(TEXT PASSAGE)
-- -- --
Israel has taken a nuanced approach to the conflict in Ukraine because of what Israeli officials describe as Israel’s de-facto border with Russia due to Russia’s military presence in Syria. So far, that has meant that Israel’s support to Ukraine has largely consisted of humanitarian and non-lethal aid, including helmets and flak jackets.

During Israeli Foreign Minister Eli Cohen’s visit to Ukraine in February, Ukraine repeated its request for Israeli air defense technology to counter Russian missile and drone attacks.

“Israel is well aware of our list of military needs, it was handed over to the previous government, it was handed over to this government. We will wait for the adoption of appropriate decisions. First of all, it is about protecting the Ukrainian sky,” Ukrainian Foreign Minister Dmytro Kuleba said.

Asked by The Algemeiner about Iran’s role in the conflict, Markarova said that she was grateful for American assistance in sanctioning Iran for its arms shipments to Russia.

“We are cooperating very closely with our American colleagues, providing them with all the information and we will continue doing so to strengthen sanctions against Russia, to strengthen sanctions against Iran and Belarus, but also anyone who’s helping them to procure the parts in order to produce drones,” she said. “We have to double down on sanctions and we have to send a very clear message that it’s not okay […] to participate in the war crimes that Russia is conducting in Ukraine.”

Markarova also addressed concerns that support for the Ukrainian war effort might be ebbing among Republicans, including Florida Governor Ron DeSantis’ comment that described the war as “a territorial dispute.”

“Frankly, I just don’t see a decrease,” Markarova said. “We have very strong support in the House from both parties.”

She added that DeSantis’ more recent comments in which he said that Putin was a “war criminal” who should be “held accountable” and his record of support for Ukraine in Congress were a clear indication of his views on the conflict.

At the conclusion of her prepared remarks at AJC’s seder, Markarova cited Elie Wiesel’s views on Passover as inspiration for Ukraine’s struggle.

“He loved Passover because it’s a cry against indifference and a cry for compassion,” she said. “I would like to thank you for your cry against indifference, and I would like to thank you for your compassion. With this, and with our devotion to freedom, we will win, together.”
-- -- --
(PROVIDED RECORDS)
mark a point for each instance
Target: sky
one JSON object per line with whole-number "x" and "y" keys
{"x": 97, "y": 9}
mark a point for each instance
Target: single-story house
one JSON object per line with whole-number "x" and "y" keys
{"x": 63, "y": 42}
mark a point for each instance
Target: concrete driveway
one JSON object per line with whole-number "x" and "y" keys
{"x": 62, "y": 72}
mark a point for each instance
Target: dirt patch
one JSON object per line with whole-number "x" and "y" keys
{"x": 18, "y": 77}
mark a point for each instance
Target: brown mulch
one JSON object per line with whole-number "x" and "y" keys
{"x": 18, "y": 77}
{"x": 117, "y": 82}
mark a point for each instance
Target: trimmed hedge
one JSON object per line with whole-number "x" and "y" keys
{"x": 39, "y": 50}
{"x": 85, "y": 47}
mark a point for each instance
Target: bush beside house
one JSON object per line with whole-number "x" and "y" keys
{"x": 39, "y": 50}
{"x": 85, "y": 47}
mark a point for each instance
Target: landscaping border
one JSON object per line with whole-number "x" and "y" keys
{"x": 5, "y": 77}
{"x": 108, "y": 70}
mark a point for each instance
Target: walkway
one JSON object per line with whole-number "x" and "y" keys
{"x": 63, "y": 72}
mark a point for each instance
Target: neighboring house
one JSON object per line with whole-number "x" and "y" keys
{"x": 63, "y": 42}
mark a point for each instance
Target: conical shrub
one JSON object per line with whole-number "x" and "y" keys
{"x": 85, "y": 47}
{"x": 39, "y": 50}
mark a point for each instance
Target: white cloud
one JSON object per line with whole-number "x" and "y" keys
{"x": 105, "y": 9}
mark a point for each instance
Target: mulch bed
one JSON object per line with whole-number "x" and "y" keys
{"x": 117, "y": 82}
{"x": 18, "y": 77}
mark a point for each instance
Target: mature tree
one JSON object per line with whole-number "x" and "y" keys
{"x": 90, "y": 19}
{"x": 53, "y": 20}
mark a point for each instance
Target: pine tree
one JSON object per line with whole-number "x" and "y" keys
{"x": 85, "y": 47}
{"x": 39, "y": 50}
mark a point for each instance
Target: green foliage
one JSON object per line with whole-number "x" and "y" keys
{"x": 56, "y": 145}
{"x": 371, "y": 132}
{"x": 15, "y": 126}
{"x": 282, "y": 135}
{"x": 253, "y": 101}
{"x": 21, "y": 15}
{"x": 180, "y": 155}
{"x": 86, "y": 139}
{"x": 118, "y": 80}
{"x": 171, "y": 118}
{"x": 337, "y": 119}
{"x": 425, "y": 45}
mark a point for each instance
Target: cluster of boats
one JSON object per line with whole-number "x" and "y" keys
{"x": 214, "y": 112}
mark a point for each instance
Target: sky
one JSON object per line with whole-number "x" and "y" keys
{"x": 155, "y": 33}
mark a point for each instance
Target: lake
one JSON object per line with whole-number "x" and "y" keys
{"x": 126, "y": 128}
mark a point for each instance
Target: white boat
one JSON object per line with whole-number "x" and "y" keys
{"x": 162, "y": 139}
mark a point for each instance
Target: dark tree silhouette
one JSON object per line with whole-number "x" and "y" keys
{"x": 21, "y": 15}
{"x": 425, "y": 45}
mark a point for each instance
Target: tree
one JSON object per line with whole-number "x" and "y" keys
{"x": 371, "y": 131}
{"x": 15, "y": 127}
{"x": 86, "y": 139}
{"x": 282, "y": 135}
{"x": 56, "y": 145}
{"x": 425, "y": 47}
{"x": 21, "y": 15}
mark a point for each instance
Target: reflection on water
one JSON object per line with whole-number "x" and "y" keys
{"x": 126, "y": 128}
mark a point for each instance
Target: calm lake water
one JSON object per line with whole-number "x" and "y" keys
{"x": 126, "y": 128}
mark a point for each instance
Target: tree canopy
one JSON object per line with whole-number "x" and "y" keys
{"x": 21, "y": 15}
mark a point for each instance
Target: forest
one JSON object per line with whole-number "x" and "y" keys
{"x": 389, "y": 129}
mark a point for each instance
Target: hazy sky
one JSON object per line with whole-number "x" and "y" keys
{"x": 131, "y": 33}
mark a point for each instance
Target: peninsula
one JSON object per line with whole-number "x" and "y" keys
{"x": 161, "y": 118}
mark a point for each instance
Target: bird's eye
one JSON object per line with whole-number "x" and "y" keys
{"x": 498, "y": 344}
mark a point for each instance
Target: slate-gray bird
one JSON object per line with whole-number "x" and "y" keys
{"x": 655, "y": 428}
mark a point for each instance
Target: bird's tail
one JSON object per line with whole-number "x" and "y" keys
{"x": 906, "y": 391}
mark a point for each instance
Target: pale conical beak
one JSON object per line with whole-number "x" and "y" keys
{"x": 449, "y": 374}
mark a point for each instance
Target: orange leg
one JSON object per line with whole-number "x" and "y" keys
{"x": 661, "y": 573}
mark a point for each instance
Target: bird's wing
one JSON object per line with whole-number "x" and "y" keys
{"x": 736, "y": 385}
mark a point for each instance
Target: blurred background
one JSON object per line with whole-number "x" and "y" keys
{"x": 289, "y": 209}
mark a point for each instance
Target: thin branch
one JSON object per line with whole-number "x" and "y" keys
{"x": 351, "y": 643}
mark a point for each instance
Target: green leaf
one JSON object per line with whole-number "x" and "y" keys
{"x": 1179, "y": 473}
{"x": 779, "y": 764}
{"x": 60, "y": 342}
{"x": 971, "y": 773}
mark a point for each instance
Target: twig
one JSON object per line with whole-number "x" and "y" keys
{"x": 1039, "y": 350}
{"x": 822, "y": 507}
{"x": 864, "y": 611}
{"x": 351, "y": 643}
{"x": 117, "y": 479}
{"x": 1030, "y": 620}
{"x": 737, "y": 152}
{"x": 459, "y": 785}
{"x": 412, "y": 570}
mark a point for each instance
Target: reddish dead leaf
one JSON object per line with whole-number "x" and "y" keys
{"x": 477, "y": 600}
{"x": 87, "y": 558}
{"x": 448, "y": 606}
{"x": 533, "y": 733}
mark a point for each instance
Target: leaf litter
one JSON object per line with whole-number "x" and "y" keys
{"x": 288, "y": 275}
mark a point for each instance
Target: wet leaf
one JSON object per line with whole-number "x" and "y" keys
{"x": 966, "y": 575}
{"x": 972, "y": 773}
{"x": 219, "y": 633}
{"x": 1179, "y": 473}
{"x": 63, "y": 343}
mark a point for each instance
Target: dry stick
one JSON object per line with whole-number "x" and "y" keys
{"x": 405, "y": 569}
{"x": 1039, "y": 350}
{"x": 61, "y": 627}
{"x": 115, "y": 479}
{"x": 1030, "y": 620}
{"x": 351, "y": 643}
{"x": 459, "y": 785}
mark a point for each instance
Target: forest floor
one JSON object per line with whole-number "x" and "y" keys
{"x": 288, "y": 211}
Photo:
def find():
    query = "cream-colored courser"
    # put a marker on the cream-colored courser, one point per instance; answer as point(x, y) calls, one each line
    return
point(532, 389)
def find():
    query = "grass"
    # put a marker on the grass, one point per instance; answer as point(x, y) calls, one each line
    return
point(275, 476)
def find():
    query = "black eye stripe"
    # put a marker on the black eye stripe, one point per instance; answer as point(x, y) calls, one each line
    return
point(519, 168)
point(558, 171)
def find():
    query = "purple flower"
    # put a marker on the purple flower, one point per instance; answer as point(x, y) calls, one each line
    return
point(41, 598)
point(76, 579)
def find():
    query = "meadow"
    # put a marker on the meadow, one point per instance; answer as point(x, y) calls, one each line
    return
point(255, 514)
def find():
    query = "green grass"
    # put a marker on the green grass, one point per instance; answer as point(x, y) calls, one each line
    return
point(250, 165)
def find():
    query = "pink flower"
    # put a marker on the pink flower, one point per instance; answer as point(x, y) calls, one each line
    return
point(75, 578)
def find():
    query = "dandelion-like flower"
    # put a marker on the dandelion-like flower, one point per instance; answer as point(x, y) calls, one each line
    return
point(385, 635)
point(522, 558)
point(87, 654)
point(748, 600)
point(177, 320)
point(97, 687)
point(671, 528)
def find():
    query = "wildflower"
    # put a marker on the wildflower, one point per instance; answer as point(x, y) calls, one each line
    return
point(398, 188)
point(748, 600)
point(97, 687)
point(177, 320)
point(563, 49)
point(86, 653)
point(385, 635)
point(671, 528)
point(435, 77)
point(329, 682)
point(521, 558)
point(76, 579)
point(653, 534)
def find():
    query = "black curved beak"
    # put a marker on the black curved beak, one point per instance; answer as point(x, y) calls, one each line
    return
-- -- --
(TO BE DONE)
a - Answer these questions from the Ukraine article:
(i) Which two non-lethal items does it name as part of Israel's aid to Ukraine?
(ii) Besides Russia, which two countries does Markarova say sanctions should be strengthened against?
(iii) According to Markarova, why did Elie Wiesel love Passover?
b - Repeat the part of the Ukraine article starting with "During Israeli Foreign" and going on through "and drone attacks.".
Answer from the Ukraine article alone.

(WORKED ANSWERS)
a -
(i) Helmets and flak jackets.
(ii) Iran and Belarus.
(iii) Because it is a cry against indifference and a cry for compassion.

b -
During Israeli Foreign Minister Eli Cohen’s visit to Ukraine in February, Ukraine repeated its request for Israeli air defense technology to counter Russian missile and drone attacks.